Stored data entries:
* * * * * * *

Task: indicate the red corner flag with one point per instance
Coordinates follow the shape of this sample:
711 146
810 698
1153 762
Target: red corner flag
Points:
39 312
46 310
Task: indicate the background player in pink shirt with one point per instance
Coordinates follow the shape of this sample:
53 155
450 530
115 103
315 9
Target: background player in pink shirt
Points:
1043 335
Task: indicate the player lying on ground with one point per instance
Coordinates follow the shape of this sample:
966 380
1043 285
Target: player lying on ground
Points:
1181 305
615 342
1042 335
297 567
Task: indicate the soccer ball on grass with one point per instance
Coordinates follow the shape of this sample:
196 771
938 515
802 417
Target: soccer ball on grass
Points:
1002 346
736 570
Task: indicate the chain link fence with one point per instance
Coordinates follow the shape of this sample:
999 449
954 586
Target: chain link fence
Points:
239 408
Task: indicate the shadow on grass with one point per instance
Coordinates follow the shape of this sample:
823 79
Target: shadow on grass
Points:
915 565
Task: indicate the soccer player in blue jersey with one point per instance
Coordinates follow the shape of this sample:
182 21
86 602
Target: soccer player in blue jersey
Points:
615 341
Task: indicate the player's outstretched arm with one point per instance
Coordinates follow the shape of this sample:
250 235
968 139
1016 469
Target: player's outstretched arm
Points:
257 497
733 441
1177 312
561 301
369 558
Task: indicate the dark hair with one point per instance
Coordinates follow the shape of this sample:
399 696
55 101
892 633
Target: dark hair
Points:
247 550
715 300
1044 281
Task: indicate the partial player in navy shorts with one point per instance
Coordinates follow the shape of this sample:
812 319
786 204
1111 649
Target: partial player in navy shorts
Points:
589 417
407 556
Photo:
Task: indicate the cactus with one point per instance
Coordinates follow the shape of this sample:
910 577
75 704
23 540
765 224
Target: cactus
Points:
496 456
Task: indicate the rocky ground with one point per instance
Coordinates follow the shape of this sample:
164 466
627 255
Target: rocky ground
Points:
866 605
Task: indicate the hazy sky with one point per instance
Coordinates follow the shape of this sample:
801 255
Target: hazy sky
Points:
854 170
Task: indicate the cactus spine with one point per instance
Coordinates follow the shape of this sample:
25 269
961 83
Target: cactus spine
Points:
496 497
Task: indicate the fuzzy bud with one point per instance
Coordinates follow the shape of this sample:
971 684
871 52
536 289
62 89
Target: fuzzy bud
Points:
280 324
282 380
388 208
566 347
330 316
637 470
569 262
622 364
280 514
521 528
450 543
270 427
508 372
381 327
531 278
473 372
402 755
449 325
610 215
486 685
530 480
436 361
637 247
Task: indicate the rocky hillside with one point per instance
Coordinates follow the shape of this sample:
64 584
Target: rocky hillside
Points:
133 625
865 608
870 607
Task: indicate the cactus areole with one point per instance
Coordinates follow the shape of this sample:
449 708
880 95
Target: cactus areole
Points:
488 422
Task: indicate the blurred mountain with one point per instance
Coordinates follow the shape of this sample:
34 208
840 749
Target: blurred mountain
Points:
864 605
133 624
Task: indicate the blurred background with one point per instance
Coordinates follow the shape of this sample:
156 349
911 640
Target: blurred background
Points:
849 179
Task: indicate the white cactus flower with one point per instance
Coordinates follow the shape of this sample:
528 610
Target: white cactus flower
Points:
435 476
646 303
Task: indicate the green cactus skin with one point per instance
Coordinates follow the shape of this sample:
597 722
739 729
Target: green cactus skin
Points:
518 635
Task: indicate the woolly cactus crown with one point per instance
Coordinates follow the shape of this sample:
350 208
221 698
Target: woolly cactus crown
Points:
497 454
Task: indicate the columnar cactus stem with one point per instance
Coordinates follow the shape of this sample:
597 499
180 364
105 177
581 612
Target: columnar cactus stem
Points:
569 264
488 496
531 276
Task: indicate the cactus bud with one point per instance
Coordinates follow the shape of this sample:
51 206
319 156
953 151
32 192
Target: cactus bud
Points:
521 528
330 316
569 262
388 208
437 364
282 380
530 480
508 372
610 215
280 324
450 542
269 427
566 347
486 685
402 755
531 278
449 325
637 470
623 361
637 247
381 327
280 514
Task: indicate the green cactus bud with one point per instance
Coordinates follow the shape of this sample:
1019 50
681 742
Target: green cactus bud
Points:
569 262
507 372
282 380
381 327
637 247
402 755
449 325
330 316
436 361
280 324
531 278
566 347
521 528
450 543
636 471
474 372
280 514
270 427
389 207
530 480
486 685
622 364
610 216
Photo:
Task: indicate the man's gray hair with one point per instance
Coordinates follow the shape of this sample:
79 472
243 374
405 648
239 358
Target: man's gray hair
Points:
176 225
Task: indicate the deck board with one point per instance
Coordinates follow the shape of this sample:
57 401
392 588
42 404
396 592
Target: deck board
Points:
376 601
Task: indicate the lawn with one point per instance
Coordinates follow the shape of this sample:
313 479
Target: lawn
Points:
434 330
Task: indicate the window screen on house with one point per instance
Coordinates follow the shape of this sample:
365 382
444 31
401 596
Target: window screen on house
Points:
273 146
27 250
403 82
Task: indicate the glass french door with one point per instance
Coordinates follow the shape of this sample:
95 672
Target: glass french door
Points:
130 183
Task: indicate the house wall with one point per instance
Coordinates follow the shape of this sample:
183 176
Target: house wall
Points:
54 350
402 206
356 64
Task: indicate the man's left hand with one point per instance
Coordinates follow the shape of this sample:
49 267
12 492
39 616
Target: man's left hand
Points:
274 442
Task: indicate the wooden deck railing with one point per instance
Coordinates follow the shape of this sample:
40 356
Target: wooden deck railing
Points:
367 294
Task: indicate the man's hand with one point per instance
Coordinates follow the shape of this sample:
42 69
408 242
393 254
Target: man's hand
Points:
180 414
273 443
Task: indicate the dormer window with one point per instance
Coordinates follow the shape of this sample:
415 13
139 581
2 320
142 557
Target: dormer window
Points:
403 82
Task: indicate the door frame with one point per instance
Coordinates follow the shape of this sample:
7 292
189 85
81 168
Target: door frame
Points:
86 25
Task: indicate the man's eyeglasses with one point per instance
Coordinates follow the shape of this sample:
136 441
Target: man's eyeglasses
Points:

* * * * * * *

AIM: Output the line that contains "Task: indicate the wooden", followed by every later line in the listing, with no line omitted and none added.

EXERCISE ANSWER:
Task: indicate the wooden deck railing with one point per instance
Coordinates follow the shape of this sample:
40 356
Target: wooden deck railing
Points:
367 294
Task: indicate the man's hand with one point per instance
Coordinates follow the shape of this sample:
42 69
408 242
393 254
Target: man's hand
Points:
180 414
273 443
Task: indicate the dormer window with one point per instance
Coordinates follow the shape of this sample:
415 13
139 581
2 320
142 557
Target: dormer window
Points:
403 82
Task: indicate the door frame with one point per instance
Coordinates follow the shape of this sample:
7 292
189 85
81 168
Target: door frame
Points:
86 25
Task: indicate the man's eyeglasses with one point per instance
Coordinates follow the shape of this sample:
136 441
Target: man's eyeglasses
Points:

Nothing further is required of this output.